# This appears to be in direct violation of Carmichael's theorem.

1. Mar 20, 2014

### Whovian

In an attempt to prove a statement about the residues of a certain sequence mod $10^n$, I've derived something which seems to be in direct violation of Carmichael's theorem. Of course, this can't be right, so can someone either explain what bit of my reasoning is wrong or why this isn't in violation of Carmichael's Theorem? First of all, let $\lambda$ be the Carmichael function, and let $k$ be coprime to 2 and 5.

First of all, notice that, by Euler's theorem, $k^{4\cdot 5^{n-1}}\equiv1\pmod{5^n}$ and $k^{2^{n-1}}\equiv1\pmod{2^n}$. This makes it clear by induction that $a\equiv b\pmod{4\cdot 5^{n-1}}\rightarrow k^a\equiv k^b\pmod{5^n}$ and $a\equiv b\pmod{2^{n-1}}\rightarrow k^a\equiv k^b\pmod{2^n}$.

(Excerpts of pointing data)
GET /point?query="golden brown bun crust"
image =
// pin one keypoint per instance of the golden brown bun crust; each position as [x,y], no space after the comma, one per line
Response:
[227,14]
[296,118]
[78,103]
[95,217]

Tasks to complete –
- 1) In the post on Carmichael's theorem, what two numbers must $k$ be coprime to?
- 2) Continue the post on Carmichael's theorem from the point where it stops.
The data is material separate from the post on Carmichael's theorem.

Responses for each task –
- 1) $k$ must be coprime to 2 and 5.

- 2)
Let $n\ge2$ and $a\equiv b\pmod{10^n}$. Then, as $\left.2^{n-1},4\cdot 5^{n-1}\right|10^n$, $a\equiv b\pmod2^{n-1}$ and $a\equiv b\pmod5^{n-1}$, so $k^a\equiv k^b\pmod{2^n}$ and $k^a\equiv k^b\pmod{5^n}$. Therefore $k^a\equiv k^b\pmod{\mathrm{lcm}\left(2^n,5^n\right)}$, so $k^a\equiv k^b\pmod{10^n}$.

Letting $a=10^n$ and $b=0$, we get $k^{10^n}\equiv k^0=1\pmod{10^n}$.

As this holds for all $k$ coprime to $10^n$, this means $\left.\lambda\left(10^n\right)\right|10^n$. (This should be obvious enough; I should be able to provide a proof if necessary.) However, as $10^n$ is not a power of 2, Carmichael's theorem tells us that $\lambda\left(10^n\right)=\varphi\left(10^n\right)=4\cdot 10^{n-1}$, which doesn't divide $10^n$.

Anyone know what's wrong here?

2. Mar 20, 2014

### gopher_p

According to Wikipedia, for $n\geq4$ $$\lambda(10^n)=\text{lcm}\left(\lambda(2^n), \lambda(5^n)\right)=\text{lcm}\left(\frac{1}{2}\varphi(2^n), \varphi(5^n)\right)=\ldots=5\cdot10^{n-2},$$ and everything is right with the universe?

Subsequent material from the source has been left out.